■ SELECTED TEXT
□ □ □ □

Insights * Cross-validation picked degree 5 as the best for prediction, minimizing error.

ANOVA results tell a nuanced story:
- There’s a significant jump in explanatory power from a linear to quadratic model.
- Adding a third-degree term also shows a statistically significant improvement.
- Beyond that, the gains from higher degrees (like 5) are only marginally significant (p ≈ 0.1).

From the plot:

Wages tend to rise from the early 20s to around age 50.
There’s a clear peak in midlife, with a slight decline toward later years.
The higher-degree polynomial adds some curvature at the tails, capturing subtle trends.

Takeaway:

Cross-validation prioritized predictive performance (favoring degree 5), while ANOVA focuses on whether the added complexity is statistically justified. A cubic model (degree 3) might be a good balance between complexity and interpretability.

(b) Fit a step function to predict wage using age, and perform crossvalidation to choose the optimal number of cuts. Make a plot of the fit obtained.

# Try step functions with 2 to 11 intervals
cv.error.10 = rep(0, 10)
for(i in 1:10) {
  Wage$age.cut = cut(Wage$age, i+1)
  glm.fit = glm(wage ~ age.cut, data = Wage)
  cv.error.10[i] = cv.glm(Wage, glm.fit, K = 10)$delta[1]
}

# Best number of cuts based on CV
number = which.min(cv.error.10)
cat("Optimal number of cuts chosen by cross-validation:", number, "\n")

## Optimal number of cuts chosen by cross-validation: 7

# Fit the final step function model
step.fit = glm(wage ~ cut(age, number + 1), data = Wage)

# Generate prediction data
grid = seq(from = min(Wage$age), to = max(Wage$age), length.out = 100)
preds = predict(step.fit, newdata = data.frame(age = grid), se = TRUE)

□ □ □ □

■ MATERIAL
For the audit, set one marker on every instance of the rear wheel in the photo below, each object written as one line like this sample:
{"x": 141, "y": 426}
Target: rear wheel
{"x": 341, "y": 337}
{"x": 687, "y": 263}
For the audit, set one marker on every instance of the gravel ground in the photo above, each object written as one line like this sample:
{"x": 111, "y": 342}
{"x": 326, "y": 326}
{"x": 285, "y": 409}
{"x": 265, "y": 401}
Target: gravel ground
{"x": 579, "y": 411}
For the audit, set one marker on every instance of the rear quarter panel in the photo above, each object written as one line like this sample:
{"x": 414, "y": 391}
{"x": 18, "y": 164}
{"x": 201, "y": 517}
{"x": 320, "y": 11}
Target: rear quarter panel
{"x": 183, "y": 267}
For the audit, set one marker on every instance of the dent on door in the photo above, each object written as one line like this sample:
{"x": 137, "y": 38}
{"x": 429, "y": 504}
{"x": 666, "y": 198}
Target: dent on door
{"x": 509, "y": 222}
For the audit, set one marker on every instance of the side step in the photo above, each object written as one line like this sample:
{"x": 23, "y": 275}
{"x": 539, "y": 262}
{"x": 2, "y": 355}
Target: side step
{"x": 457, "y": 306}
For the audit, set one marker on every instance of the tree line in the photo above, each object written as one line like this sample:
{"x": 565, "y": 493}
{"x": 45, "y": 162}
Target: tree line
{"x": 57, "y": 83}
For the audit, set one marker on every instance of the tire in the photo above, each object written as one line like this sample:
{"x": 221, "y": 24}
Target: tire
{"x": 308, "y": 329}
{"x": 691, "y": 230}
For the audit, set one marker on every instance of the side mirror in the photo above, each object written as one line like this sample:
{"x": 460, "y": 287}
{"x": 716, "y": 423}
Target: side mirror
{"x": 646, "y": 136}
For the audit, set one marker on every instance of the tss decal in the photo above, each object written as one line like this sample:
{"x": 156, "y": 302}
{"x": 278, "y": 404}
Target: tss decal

□ □ □ □

■ DIRECTIONS
[a] In the wage-modeling excerpt, which polynomial degree did cross-validation choose as best for prediction?
[b] Repeat, word for word, the passage of the wage-modeling excerpt that opens with the words containing "Wages tend to" and closes with "cv.error.10 = rep(0, 10)".
[c] Go on with the wage-modeling excerpt from the point at which it stops.

■ ANSWERS PER TASK
[a] Cross-validation chose degree 5.

[b]
Wages tend to rise from the early 20s to around age 50.
There’s a clear peak in midlife, with a slight decline toward later years.
The higher-degree polynomial adds some curvature at the tails, capturing subtle trends.

Takeaway:

Cross-validation prioritized predictive performance (favoring degree 5), while ANOVA focuses on whether the added complexity is statistically justified. A cubic model (degree 3) might be a good balance between complexity and interpretability.

(b) Fit a step function to predict wage using age, and perform crossvalidation to choose the optimal number of cuts. Make a plot of the fit obtained.

# Try step functions with 2 to 11 intervals
cv.error.10 = rep(0, 10)

[c]
se.bands = cbind(preds$fit + 2 * preds$se.fit, preds$fit - 2 * preds$se.fit)
# Plot the step function fit
plot(Wage$age, Wage$wage, cex = 0.5, col = "lightgreen", 
     xlab = "Age", ylab = "Wage", 
     main = paste0("Step Function with ", number, " Cuts"))
lines(grid, preds$fit, lwd = 2, col = "blue")
matlines(grid, se.bands, lwd = 1, col = "blue", lty = 3)

# Add cut boundaries as vertical lines
cuts = quantile(Wage$age, probs = seq(0, 1, length = number+2))[-c(1, number+2)]
abline(v = cuts, lty = 2, col = "lightgreen")

Interpretation

Cross-validation selected 7 cuts, dividing age into 8 intervals.

The step function shows:

Lower wages for younger workers (under age 30)
A noticeable jump in wages around 30
Wages remain fairly stable through midlife (40s to 60s)
A drop-off in wages as workers approach retirement age (65+)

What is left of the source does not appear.